**Document extract**

Eurozone bank union problems "settled by June" at Luxembourg meeting

3 min. 24.05.2013 From our online archive
Key obstacles to a banking union, seen as a keystone in locking down the debt crisis, should be resolved within the next few weeks at a Luxembourg meeting, the official in charge of the day-to-day operation of the eurozone stated.

(AFP) Key obstacles to a banking union, seen as a keystone in locking down the debt crisis, should be resolved within the next few weeks at a Luxembourg meeting, the official in charge of the day-to-day operation of the eurozone stated.

Thomas Wieser, who heads the working group of the 17-nation eurozone led by Dutch Finance Minister Jeroen Dijsselbloem, said the next group meeting in Luxembourg on June 20 should see the remaining problems settled.

"Come June we will have managed it" Wieser said, detailing three key areas of dispute over a banking union which is meant to prevent any repetition of failing banks coming close to causing systemic failure in the financial system and economy.

The first issue is to establish the hierarchy of creditors -- who is first, and then next in line to take the inevitable heavy losses when a bank is restructured or wound up.

This 'bail-in' process was central to the Cyprus debt rescue reached in March but proved hugely controversial when savers with bank deposits of less than 100,000 euros, a level supposedly protected by EU guarantees -- were told they would have to pay up too.

The bailout was subsequently changed to protect them, while savers with more than 100,000 euros were hit even harder as the country's bloated banking sector was cut back into line with its small economy.

The second area concerns to what extent the eurozone rescue backstop, the European Stability Mechanism (ESM) can directly recapitalise weak banks, since that involves taxpayers' money, and then overall supervision of the banking system to ensure that there is no repetition of a crisis now dating back to 2008.

"On creditor hierarchy you need more political push to get there and I think that as of June we will have managed" that, Wieser said.

"In terms of substance we are nearly there," he added.

"The big question of direct recapitalisation was how do you deal with so-called legacy assets?" or debt incurred before the ESM was set up.

-- Discouraging "reckless behaviour" --

Some member states such as bailed-out Ireland want the EMS to cover these liabilities but others, such as Germany, the EU's powerhouse economy and main paymaster, are opposed on the grounds the EMS is supposed mainly to help governments in need.

"That is an issue for the single supervisor," he said, referring to the Single Supervisory Mechanism, the incoming regime under which the European Central Bank will oversee the eurozone banking system.

With the SSM meant to be in place by the end of the year, it is hoped the ESM would be allowed to help the banks directly from March 2014.

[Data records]
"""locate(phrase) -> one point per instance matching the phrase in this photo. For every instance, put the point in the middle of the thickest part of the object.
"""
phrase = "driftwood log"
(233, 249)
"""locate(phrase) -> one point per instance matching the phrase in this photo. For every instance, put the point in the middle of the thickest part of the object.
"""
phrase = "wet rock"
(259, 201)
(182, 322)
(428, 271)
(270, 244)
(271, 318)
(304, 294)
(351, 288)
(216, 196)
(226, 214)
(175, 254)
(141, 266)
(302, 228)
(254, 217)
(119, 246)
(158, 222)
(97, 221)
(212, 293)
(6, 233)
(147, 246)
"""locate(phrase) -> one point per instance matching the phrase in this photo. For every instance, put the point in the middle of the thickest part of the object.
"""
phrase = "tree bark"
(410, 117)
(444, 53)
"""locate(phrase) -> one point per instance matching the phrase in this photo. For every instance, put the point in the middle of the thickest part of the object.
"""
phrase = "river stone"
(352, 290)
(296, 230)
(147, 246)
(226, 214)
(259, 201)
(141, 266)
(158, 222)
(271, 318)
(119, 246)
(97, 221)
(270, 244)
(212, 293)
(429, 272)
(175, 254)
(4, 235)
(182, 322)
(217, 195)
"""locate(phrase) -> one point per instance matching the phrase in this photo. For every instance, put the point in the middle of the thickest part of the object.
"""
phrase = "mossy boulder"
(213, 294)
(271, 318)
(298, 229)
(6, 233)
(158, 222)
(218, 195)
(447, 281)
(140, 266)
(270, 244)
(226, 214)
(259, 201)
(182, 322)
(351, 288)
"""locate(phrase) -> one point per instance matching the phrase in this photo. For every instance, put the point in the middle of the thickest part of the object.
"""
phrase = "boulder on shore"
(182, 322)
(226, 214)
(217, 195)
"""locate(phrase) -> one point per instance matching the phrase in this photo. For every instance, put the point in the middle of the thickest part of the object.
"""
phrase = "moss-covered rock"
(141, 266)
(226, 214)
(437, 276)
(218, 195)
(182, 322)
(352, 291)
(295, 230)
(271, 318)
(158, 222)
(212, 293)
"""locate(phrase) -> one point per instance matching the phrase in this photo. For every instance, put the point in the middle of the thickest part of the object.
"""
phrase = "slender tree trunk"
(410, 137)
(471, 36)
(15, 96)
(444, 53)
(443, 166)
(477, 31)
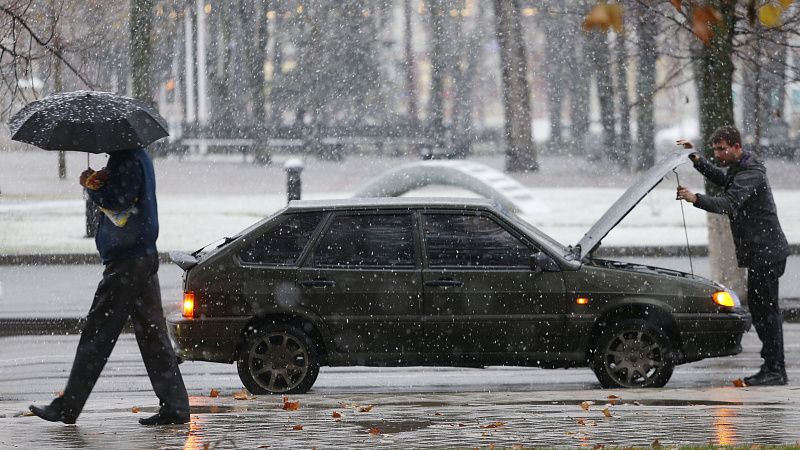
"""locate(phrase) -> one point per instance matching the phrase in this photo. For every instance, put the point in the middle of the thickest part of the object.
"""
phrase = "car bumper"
(204, 339)
(710, 335)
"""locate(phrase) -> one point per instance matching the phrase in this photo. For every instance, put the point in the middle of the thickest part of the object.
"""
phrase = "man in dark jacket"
(760, 243)
(126, 240)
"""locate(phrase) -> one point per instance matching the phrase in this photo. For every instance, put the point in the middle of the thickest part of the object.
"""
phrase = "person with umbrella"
(126, 240)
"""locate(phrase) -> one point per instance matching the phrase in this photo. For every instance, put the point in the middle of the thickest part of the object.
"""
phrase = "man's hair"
(727, 133)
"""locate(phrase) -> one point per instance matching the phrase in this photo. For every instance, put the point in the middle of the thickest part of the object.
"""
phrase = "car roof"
(392, 203)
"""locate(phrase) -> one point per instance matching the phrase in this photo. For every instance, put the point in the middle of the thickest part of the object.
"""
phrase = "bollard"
(293, 167)
(92, 218)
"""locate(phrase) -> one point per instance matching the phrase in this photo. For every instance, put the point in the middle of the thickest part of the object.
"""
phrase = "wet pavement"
(410, 407)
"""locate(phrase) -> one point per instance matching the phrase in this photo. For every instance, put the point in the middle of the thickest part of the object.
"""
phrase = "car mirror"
(540, 262)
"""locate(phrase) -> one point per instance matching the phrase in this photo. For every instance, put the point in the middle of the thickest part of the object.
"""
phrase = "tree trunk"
(411, 91)
(647, 30)
(436, 55)
(624, 147)
(714, 65)
(520, 152)
(605, 91)
(141, 31)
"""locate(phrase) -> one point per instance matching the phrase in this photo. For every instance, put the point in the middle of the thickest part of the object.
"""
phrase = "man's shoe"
(54, 412)
(164, 418)
(764, 378)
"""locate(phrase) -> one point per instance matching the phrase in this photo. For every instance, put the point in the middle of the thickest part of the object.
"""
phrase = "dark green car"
(452, 282)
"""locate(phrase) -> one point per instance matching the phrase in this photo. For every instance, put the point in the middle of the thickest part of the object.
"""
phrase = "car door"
(364, 278)
(481, 297)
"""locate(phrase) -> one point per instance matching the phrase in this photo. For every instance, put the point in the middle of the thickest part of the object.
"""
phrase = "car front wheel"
(278, 360)
(633, 353)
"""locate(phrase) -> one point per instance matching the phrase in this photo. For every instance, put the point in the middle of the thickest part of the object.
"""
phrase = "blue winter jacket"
(131, 183)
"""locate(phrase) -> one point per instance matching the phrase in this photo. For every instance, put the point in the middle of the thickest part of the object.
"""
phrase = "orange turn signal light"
(188, 304)
(723, 298)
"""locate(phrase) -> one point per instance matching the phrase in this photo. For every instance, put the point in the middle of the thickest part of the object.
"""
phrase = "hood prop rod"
(685, 230)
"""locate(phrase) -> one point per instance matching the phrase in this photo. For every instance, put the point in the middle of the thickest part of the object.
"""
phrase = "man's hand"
(685, 194)
(85, 176)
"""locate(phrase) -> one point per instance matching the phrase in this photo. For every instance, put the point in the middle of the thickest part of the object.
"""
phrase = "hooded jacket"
(131, 187)
(748, 203)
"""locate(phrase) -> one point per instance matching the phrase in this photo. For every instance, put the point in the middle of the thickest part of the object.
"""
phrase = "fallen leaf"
(240, 395)
(291, 406)
(770, 15)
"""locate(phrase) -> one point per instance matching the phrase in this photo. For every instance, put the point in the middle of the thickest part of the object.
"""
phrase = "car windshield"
(541, 236)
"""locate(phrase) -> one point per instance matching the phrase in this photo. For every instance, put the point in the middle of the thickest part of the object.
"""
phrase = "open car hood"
(626, 202)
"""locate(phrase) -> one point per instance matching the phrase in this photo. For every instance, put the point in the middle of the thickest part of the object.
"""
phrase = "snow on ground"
(201, 201)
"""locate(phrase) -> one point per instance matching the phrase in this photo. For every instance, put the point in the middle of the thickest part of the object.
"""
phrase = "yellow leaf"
(240, 395)
(770, 15)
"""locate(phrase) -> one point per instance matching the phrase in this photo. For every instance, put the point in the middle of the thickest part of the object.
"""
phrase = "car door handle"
(444, 283)
(318, 283)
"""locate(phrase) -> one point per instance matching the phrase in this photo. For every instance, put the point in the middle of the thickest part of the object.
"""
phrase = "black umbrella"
(88, 121)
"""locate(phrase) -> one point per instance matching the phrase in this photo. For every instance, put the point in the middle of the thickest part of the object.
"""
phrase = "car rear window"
(457, 240)
(282, 244)
(374, 240)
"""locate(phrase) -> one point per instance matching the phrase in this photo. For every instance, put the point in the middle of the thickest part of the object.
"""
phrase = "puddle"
(394, 426)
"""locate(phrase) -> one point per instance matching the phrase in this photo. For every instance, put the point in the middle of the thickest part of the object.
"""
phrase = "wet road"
(412, 407)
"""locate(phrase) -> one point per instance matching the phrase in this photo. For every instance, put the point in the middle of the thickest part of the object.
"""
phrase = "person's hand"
(685, 194)
(85, 175)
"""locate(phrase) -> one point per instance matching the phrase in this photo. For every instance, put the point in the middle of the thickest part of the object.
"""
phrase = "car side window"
(282, 244)
(458, 240)
(373, 240)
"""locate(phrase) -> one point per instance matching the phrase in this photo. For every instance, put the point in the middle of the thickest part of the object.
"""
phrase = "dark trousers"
(762, 299)
(129, 288)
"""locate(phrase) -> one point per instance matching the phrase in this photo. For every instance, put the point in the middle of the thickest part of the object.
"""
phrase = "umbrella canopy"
(88, 121)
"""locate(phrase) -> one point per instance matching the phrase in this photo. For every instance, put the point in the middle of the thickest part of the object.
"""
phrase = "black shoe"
(766, 378)
(164, 418)
(54, 412)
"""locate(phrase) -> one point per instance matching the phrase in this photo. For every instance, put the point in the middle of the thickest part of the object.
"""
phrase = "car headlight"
(726, 298)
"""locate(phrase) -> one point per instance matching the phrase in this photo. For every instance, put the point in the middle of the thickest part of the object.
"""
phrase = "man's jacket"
(131, 186)
(748, 203)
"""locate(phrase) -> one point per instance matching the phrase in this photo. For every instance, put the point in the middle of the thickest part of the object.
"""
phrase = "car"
(436, 281)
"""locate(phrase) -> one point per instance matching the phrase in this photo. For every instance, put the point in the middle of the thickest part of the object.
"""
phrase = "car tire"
(632, 353)
(279, 359)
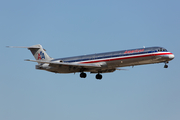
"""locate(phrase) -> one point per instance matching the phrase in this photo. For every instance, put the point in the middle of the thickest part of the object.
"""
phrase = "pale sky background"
(77, 27)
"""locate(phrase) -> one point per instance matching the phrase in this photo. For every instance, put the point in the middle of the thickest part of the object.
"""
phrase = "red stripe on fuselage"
(127, 57)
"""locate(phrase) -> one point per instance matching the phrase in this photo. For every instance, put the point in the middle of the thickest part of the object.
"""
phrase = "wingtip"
(27, 60)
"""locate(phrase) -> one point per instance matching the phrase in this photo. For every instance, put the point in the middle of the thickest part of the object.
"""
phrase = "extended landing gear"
(166, 66)
(99, 76)
(83, 75)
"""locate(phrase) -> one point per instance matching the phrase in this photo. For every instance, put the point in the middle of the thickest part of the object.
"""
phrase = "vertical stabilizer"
(39, 53)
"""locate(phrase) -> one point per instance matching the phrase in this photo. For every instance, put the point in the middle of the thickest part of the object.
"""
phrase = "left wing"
(67, 64)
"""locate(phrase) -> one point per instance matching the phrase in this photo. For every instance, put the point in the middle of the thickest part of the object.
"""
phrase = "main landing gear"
(166, 66)
(83, 75)
(98, 76)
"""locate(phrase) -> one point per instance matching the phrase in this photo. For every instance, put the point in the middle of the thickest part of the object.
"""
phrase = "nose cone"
(171, 56)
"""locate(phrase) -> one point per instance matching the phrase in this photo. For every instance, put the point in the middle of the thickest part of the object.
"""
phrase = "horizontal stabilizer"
(21, 47)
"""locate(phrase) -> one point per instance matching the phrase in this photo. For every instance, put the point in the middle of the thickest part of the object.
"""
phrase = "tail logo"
(41, 55)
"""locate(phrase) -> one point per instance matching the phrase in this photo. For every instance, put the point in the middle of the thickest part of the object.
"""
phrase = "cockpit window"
(161, 49)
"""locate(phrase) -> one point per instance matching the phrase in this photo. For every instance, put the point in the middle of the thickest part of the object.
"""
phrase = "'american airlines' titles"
(134, 51)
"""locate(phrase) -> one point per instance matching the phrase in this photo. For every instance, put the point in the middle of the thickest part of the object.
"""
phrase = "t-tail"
(37, 51)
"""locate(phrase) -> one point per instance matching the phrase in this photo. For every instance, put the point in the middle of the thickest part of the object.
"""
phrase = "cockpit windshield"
(162, 49)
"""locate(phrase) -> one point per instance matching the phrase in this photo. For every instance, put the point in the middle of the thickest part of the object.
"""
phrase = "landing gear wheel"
(99, 76)
(83, 75)
(165, 66)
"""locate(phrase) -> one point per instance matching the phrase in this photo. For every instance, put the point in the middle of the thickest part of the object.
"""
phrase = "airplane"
(98, 63)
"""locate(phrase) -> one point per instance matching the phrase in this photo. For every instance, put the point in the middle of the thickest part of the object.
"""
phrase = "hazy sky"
(68, 28)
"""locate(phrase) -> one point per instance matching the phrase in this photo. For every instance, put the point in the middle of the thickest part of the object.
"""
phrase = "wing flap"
(66, 64)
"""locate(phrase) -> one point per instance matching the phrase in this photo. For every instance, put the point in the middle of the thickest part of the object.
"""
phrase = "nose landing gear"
(83, 75)
(99, 76)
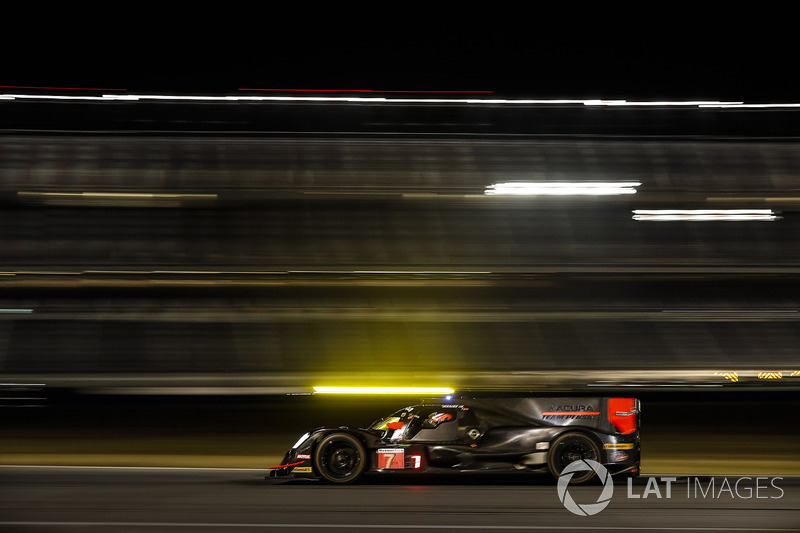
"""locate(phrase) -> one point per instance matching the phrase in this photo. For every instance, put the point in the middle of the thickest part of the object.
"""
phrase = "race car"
(475, 434)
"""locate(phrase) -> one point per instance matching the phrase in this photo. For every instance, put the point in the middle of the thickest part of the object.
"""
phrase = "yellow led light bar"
(383, 390)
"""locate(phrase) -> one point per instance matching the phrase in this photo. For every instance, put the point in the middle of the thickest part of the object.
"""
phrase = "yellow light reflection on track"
(383, 390)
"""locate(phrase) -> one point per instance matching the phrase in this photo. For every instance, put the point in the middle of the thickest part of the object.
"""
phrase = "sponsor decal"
(614, 446)
(570, 412)
(391, 458)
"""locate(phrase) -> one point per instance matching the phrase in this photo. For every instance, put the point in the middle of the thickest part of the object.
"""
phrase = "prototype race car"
(458, 434)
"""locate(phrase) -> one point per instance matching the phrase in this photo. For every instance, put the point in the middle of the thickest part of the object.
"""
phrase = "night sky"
(567, 53)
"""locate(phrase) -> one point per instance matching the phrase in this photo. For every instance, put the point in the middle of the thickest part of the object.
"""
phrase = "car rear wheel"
(567, 449)
(340, 458)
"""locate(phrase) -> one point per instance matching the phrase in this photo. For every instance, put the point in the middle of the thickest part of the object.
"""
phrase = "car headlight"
(301, 440)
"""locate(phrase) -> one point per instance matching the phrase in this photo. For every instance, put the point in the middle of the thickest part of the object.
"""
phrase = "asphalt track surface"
(40, 499)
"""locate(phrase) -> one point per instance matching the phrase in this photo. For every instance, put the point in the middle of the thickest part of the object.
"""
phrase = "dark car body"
(499, 434)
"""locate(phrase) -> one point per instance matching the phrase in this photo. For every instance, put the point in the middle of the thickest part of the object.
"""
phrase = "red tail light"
(623, 413)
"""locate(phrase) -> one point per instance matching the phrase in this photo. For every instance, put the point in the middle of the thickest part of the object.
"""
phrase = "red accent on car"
(286, 466)
(623, 414)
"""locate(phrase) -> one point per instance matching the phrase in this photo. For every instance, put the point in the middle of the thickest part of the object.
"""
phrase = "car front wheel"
(567, 449)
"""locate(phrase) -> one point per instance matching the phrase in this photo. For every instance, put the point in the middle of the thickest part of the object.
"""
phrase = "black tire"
(340, 458)
(571, 447)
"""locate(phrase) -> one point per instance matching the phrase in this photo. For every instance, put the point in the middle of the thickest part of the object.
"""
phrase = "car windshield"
(381, 424)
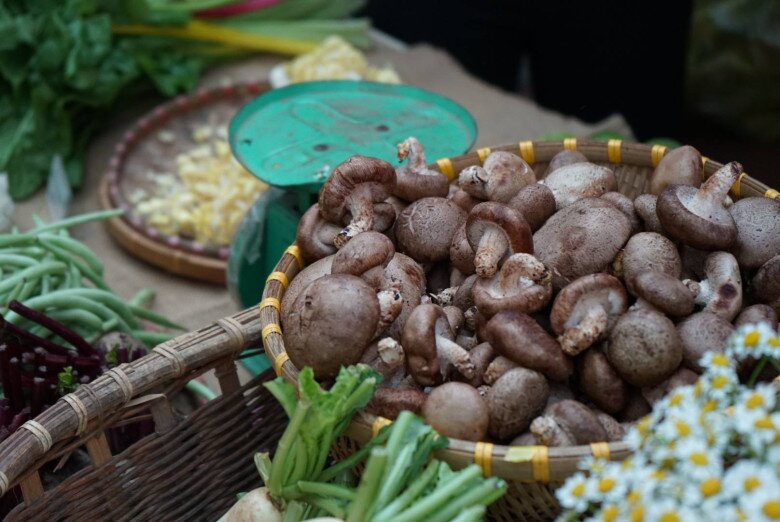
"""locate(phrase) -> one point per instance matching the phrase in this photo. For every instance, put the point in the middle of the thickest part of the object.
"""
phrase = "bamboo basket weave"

**Task statement**
In the banking union article, set down everything from "The bailout was" down to "back to 2008.".

**Right answer**
The bailout was subsequently changed to protect them, while savers with more than 100,000 euros were hit even harder as the country's bloated banking sector was cut back into line with its small economy.

The second area concerns to what extent the eurozone rescue backstop, the European Stability Mechanism (ESM) can directly recapitalise weak banks, since that involves taxpayers' money, and then overall supervision of the banking system to ensure that there is no repetition of a crisis now dating back to 2008.